» WRITTEN PROBLEM: Format every line of the rows below as a JSON list of strings, one string per line, skipping blank lines. Leave the pictures out of the list.

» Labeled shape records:
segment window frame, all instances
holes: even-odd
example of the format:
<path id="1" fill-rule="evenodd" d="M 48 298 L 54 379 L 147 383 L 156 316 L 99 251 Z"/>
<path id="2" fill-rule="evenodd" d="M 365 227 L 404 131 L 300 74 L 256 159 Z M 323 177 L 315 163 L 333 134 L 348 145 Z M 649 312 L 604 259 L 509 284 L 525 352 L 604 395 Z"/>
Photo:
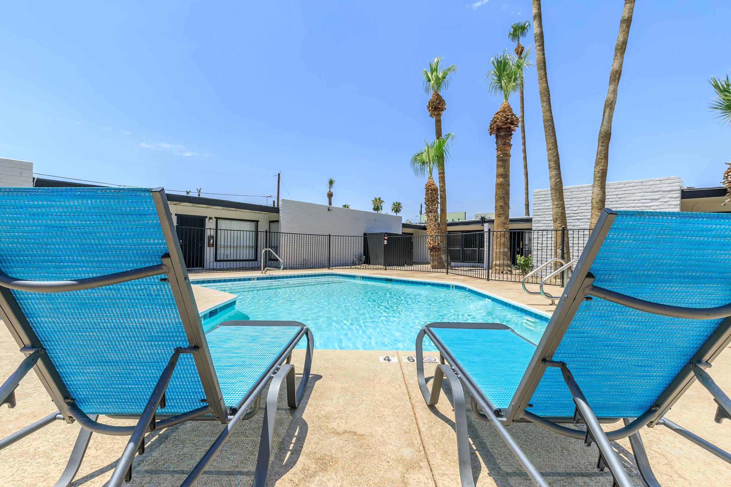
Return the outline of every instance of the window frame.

» FULL RESPONSE:
[
  "segment window frame, all instances",
  "holes: even-odd",
  "example of the format:",
  "<path id=\"1\" fill-rule=\"evenodd\" d=\"M 48 298 L 54 379 L 147 383 L 156 316 L 99 251 Z\"/>",
  "<path id=\"2\" fill-rule=\"evenodd\" d=\"M 365 227 L 404 131 L 300 74 L 256 159 Z M 323 177 L 315 163 L 333 134 L 348 145 Z M 649 312 L 604 259 L 509 284 L 525 352 L 604 395 Z\"/>",
  "Photo:",
  "Return the outline of every instance of the window frame."
]